Briser la tabou de la désobéissance européenne

Article paru dans le Sarkophage de novembre 2010

 

 

 

La campagne contre le Traité constitutionnel de 2005 a au moins permis aux citoyens de prendre conscience d'une chose : l'Union européenne est partout. A l'Assemblée Nationale et au Sénat, où la totalité des textes votés doit être compatible avec le droit européen. Dans chaque collectivité locale, où les passations de marchés doivent se conformer au dogme de la libre concurrence imposé par les directives sur la commande publique. Dans les entreprises et les services publics, qui doivent se plier aux règles du libre-échange et de la dérégulation. L'Union est partout et sa ferveur ultralibérale n'est un secret pour personne. Et pourtant ! Il règne dans les mouvements de gauche et dans le monde syndical une véritable omertà. Comme dans les régions mafieuses, tout le monde sait mais personne ne parle. Tout le monde sait qu'aucun programme de gauche radicale ne peut être mis en oeuvre dans le cadre du droit européen.

 

Nous pourrions reprendre point par point les programmes de 2007 de la "gauche de gauche" et les passer au crible du droit européen. Dans le meilleur des cas, 5 à 10 % des propositions seraient tolérées par l'Union européenne. Mais 90 à 95% seraient purement et simplement inenvisageables. Il n'est pas nécessaire d'attendre la finalisation des programmes de 2012 pour savoir que la quasi-totalité des revendication du NPA ou du Front de Gauche, et même une bonne partie des timides propositions d'Europe Ecologie sur les paradis fiscaux, les taxes écologiques ou la relocalisation des activités seront interdites par le Traité de Lisbonne, les directives et les règlements communautaires. Tout le monde le sait, mais personne ne le dit, comme si des tueurs mafieux tenaient les partis politiques sous la menace de leurs fusils à canons sciés. La presse de gauche ou alternative n'est pas non plus réellement en pointe sur ce thème. De l'Humanité à La Décroissance, les journaux contestataires proposent des ruptures radicales à toutes les pages mais ne parlent quasiment jamais de la chape de plomb européiste qui rend tout cela impossible. Quant aux syndicats, hormis des tentatives de manifestations européennes encore balbutiantes, on en viendrait presque à croire en lisant leurs analyses que l'Union européenne n'existe pas !

********************

**Travail demandé**
Dans l'article sur la désobéissance européenne :
(a) Dans quel périodique et quel mois l'article a-t-il paru ?
(b) Dans le meilleur des cas, quelle part des propositions des programmes de 2007 de la « gauche de gauche » l'Union européenne tolérerait-elle ?
(c) Quels journaux sont cités comme bornes de la presse contestataire ?
Les lignes qui suivent forment un matériau à part, distinct du texte.

**Données enregistrées**
********************

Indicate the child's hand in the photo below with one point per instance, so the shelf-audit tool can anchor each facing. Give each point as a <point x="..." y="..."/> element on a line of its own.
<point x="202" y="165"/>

********************

**Réponse obtenue**
(a) Dans le Sarkophage, en novembre 2010.
(b) De 5 à 10 % des propositions.
(c) L'Humanité et La Décroissance.